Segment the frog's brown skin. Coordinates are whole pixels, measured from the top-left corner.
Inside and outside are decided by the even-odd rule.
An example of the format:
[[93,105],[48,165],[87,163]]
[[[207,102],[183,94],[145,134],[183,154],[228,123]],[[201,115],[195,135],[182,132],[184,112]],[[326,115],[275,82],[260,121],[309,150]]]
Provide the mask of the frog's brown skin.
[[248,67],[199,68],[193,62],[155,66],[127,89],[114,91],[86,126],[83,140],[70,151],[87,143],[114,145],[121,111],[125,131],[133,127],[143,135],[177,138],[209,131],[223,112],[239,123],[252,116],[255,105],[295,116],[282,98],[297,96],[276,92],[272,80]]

**TASK BRIEF**
Would you be able to transcribe every line of the data exactly?

**OUTPUT**
Segment the frog's brown skin. Coordinates are whole pixels, measured from the top-left corner.
Inside and outside are decided by the even-odd rule.
An example of the format:
[[93,105],[48,165],[87,163]]
[[[207,102],[183,94],[145,134],[183,154],[228,123]],[[201,115],[195,135],[182,132],[184,112]],[[326,115],[275,82],[260,121],[309,150]]]
Provide the mask of the frog's brown skin.
[[248,67],[199,68],[193,62],[155,66],[127,89],[114,91],[86,126],[83,140],[70,151],[87,143],[114,145],[121,111],[125,131],[133,127],[143,135],[177,138],[209,131],[223,112],[239,123],[252,116],[255,105],[295,116],[282,98],[297,96],[276,92],[272,80]]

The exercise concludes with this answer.